THE PROBLEM »
Repeat every record below exactly, but leave out any pictures.

AVAILABLE DATA »
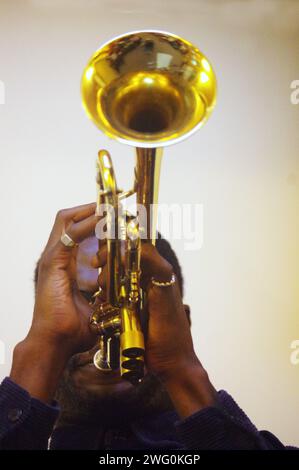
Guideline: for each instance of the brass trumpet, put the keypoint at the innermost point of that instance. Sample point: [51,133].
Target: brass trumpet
[147,89]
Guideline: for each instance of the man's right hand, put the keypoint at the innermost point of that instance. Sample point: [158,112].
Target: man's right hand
[60,325]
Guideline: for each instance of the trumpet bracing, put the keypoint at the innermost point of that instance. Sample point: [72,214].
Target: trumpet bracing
[147,89]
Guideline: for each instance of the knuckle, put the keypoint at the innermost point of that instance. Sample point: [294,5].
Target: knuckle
[46,260]
[61,214]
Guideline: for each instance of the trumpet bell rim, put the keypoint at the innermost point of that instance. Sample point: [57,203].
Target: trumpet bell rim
[148,88]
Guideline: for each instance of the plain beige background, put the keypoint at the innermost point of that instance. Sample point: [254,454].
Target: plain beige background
[243,167]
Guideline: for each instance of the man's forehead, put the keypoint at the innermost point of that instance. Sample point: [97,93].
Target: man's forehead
[86,274]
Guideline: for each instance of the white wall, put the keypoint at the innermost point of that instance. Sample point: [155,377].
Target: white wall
[243,167]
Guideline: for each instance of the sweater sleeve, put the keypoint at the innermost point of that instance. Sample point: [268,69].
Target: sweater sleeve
[222,427]
[25,422]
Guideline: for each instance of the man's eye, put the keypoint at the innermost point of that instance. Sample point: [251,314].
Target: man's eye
[86,295]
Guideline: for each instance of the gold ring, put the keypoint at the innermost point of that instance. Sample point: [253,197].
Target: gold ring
[164,283]
[67,240]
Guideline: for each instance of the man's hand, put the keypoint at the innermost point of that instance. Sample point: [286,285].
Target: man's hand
[169,351]
[60,325]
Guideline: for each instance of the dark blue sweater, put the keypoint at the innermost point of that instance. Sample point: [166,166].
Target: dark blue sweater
[27,423]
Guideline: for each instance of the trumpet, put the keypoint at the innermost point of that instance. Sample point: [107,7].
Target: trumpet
[147,89]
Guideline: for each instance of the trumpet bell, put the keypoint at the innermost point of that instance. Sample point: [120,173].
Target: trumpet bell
[148,88]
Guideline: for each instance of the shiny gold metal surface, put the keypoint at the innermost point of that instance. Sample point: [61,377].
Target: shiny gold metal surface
[147,89]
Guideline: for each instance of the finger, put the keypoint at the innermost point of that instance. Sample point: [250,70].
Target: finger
[61,255]
[65,216]
[102,278]
[153,265]
[80,230]
[100,258]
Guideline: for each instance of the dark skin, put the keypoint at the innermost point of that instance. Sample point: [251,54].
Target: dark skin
[60,324]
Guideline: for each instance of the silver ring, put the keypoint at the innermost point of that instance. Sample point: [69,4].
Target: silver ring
[164,283]
[67,240]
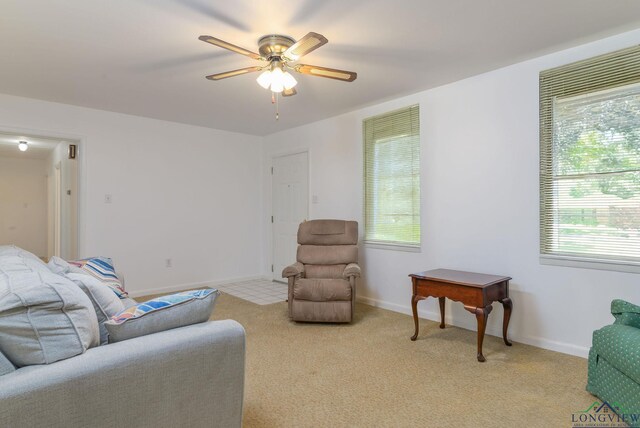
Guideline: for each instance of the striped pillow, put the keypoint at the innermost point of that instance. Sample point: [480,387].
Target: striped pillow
[162,313]
[102,269]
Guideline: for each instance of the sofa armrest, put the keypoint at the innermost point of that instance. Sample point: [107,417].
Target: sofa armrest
[625,313]
[296,269]
[352,269]
[191,376]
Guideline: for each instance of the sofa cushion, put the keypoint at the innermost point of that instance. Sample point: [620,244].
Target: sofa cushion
[162,313]
[620,346]
[44,317]
[324,271]
[327,254]
[328,232]
[105,302]
[626,313]
[17,259]
[102,269]
[321,290]
[5,365]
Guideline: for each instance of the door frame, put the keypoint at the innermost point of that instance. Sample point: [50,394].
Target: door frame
[81,200]
[275,155]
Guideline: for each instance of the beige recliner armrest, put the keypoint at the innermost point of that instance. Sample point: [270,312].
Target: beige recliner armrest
[352,269]
[296,269]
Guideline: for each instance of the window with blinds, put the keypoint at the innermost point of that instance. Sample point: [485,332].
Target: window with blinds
[590,159]
[392,178]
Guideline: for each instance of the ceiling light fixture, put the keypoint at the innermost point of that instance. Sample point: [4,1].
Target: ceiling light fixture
[276,79]
[280,52]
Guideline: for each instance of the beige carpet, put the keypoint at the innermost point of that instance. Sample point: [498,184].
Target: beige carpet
[369,374]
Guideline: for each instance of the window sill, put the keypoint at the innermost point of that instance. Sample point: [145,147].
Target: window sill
[588,263]
[393,247]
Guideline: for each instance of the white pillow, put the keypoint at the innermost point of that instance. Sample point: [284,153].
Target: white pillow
[5,365]
[44,317]
[105,302]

RESULT OF THIS TASK »
Guideline: for each instance of the brass trumpet, put the keypoint at the innermost point of that instance. Sample point: [51,133].
Target: brass trumpet
[147,89]
Guideline: for each instance of the man's right hand, put the keypoint at the innermost point of that instance. Sample point: [158,112].
Target: man's right hand
[60,325]
Guideline: for each instance of the trumpet bracing, put the keypoint at the innermost point of that instance. Sample point: [72,214].
Target: trumpet bracing
[147,89]
Guideline: for each instance of the knuckle, put the keypoint at the innermost point of that instance. Sample point: [294,5].
Target: knuckle
[46,260]
[61,214]
Guideline: for each instance of the trumpet bell rim, put the keypoint at the innermost point of that instance. Sample point: [57,203].
Target: trumpet bell rim
[148,88]
Guideline: for each instance of the plain beige background, put the keypoint at the innermost point of that instance. Sample point: [254,454].
Target: plain beige background
[243,167]
Guideline: for each instance of the man's forehead, put the keypoint at the innermost point of that instance. Sample point: [97,93].
Target: man's forehead
[86,274]
Guideline: for each instance of the white wall, put the keypoint at the innermost point of that instance. Sample point: [155,377].
Target: white wall
[243,167]
Guideline: for each instance of the sweater sleeve, put the keypoint at the innermost point of that instance. Sample point: [268,69].
Target: sweater sleeve
[222,427]
[25,422]
Guideline: for each instance of the man's eye, put the keypoint at the innermost point of that instance. Sample point: [251,314].
Target: man's eye
[86,295]
Guideline: for each instance of the gold ring, put the keypoint at the innermost point of that instance. Sample point: [253,197].
Target: gold ring
[164,283]
[67,240]
Guideline: for each instance of the man's hand, put the keypoint at the innermost point of that instance. Sample point: [286,285].
Target: man's hand
[169,351]
[60,325]
Guideline: for each instance of the dark blue sweater, put the keypoint at the innermost point of that instance. Sample point: [166,166].
Target: dark blue sweater
[27,423]
Guideline: for each instance of the trumpet, put the keypoint at the innermost point of that instance. Sample point: [107,7].
Target: trumpet
[147,89]
Guideline: for each instance of the trumpet bell, put the keypoint at the innermost point of that instance. Sample point: [120,173].
Target: trumpet bell
[148,88]
Guideline: for each instance of the shiny gold metal surface, put the keypoint at the innermost point of that instance. Sample point: [61,377].
Target: shiny gold metal surface
[147,89]
Guideline: for each instance of the finger, put the keypoint at the innermost point of that instance. Sample point: [250,70].
Target: finger
[61,255]
[65,216]
[102,278]
[153,265]
[80,230]
[100,258]
Guideline: for each instance of the dark skin, put the keypoint at the innermost point of that instance. Sample point: [251,54].
Target: dark skin
[60,324]
Guideline: for each instance of the silver ring, put the keypoint at the innermost point of that instance. Sample point: [69,4].
Target: silver ring
[164,283]
[67,240]
Guideline: for each instance of the striped pillow, put the keypoint at the innermost point of that instance. Sample point: [480,387].
Target: striped pillow
[162,313]
[102,269]
Guideline: for each instance of the sofa armrest, put the keypoint at the innermost point of that instance. Sample point: [107,417].
Target: sofa armrest
[625,313]
[296,269]
[352,269]
[191,376]
Guideline: for each instance of the sofa cushion, put the keypoint at the innermost point of that instance. Sample point: [620,244].
Target: sofa cushion
[162,313]
[620,346]
[44,317]
[324,271]
[327,254]
[328,232]
[105,302]
[626,313]
[17,259]
[102,269]
[321,290]
[5,365]
Guideline: for each instance of the door frame, put the keypoint at the innermost point of that instance. Sample point: [50,394].
Target: door frame
[81,200]
[275,155]
Guideline: for each instance of the beige recliner armrest, put the keypoint at the innermost point of that instance. Sample point: [270,312].
Target: beige recliner armrest
[352,269]
[296,269]
Guideline: for each instance of the window with blinds, put the keypoint at the innermost point of that instance. Sample point: [485,332].
Target: window with blinds
[590,159]
[392,178]
Guideline: for each instance of the ceiling light fixture, put the keypoint at the innermost point of that instance. Sample point: [4,1].
Target: ceiling light fixture
[276,79]
[280,52]
Guideline: for each instance of the beige carpet, put the keypoint at the innermost point of that instance. Sample point: [498,184].
Target: beige carpet
[369,374]
Guideline: for each instance of the window sill, put the keypoint at the innermost point of that instance. Sample point: [145,147].
Target: window sill
[588,263]
[393,247]
Guideline: for each instance of the white pillow, put the keypoint at the innermost point of that instance. Sample point: [284,153].
Target: white pillow
[5,365]
[44,317]
[105,302]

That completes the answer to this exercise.